### SELECTED TEXT
##########

Where its located has a big impact, as well as the color of your car. FYI a black car will give off heat in the sun 20 - 50F hotter than the air temperature. When a car is heating up that much, the air around the car is going to be hotter. The thermostat will experiance heat soak and take even longer to cool off. 

In the morning, before the sun is up my thermo is within 1 - 2 degrees so it is not that inaccuate. 

The reality is, it was 122 degrees, or close there around your car. You could take a independent thermostat and measure just to see for yourself.


----------



## ericinaz (Jul 18, 2011)

Quazar said:


> Where its located has a big impact, as well as the color of your car. FYI a black car will give off heat in the sun 20 - 50F hotter than the air temperature. When a car is heating up that much, the air around the car is going to be hotter. The thermostat will experiance heat soak and take even longer to cool off.
> 
> In the morning, before the sun is up my thermo is within 1 - 2 degrees so it is not that inaccuate.
> 
> The reality is, it was 122 degrees, or close there around your car. You could take a independent thermostat and measure just to see for yourself.

##########

### RAW DATA
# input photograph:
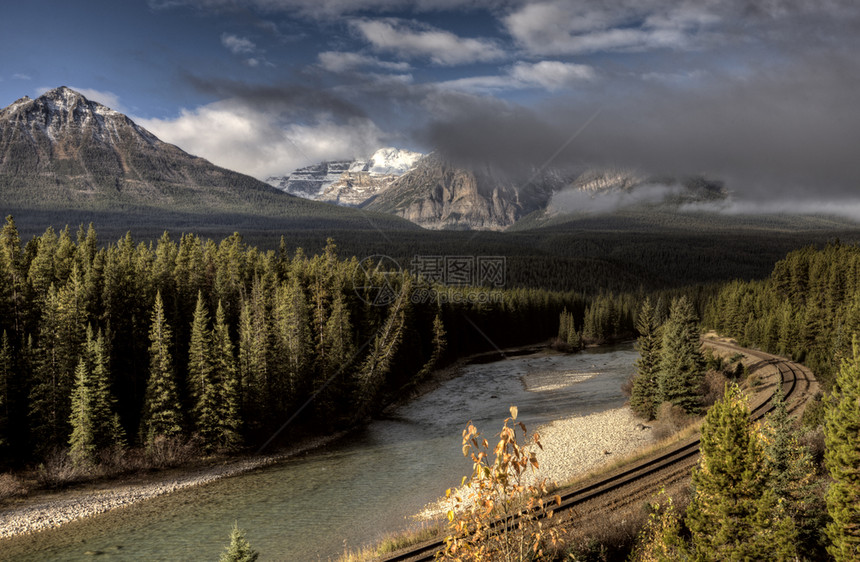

##########

Extend the forum discussion above about car temperature readings, picking up after its final line.

I totally agree that it was that hot around the car as the pavement is super heated along with the car body. I guess that when providing the outside ambient temp one would assume it would be the true air temp and not partly based on the ground temp. Even after 45 minutes of freeway driving it's still high. The reason I brought up the malibu was that on a 115* day sitting in the sun it still showed the true "air" temp after only a few miles. I just feel that GM failed in their placement of the sensor as it's thrown off by the surface heat.


----------



## NBrehm (Jun 27, 2011)

mine has been pretty accurate, within 2 degrees or so


----------



## Quazar (Apr 28, 2011)

ericinaz said:


> I totally agree that it was that hot around the car as the pavement is super heated along with the car body. I guess that when providing the outside ambient temp one would assume it would be the true air temp and not partly based on the ground temp. Even after 45 minutes of freeway driving it's still high. The reason I brought up the malibu was that on a 115* day sitting in the sun it still showed the true "air" temp after only a few miles. I just feel that GM failed in their placement of the sensor as it's thrown off by the surface heat.


One thing people seem to fail to take into account is the engineering of this car, especially the ECO (not sure what model you have) is that one way GM reduced the drag on this car is by minimizing the airflow into the body of the car.

The cruze has far less airflow and has a much lower coefficient of drag than the Malibu. (.285-.30 compared to .34) These engineering changes make placement of items, like exterior temperature sensors more complicated. It is not necessarily poor engineering, its compromise to accommodate multiple features with multiple variables.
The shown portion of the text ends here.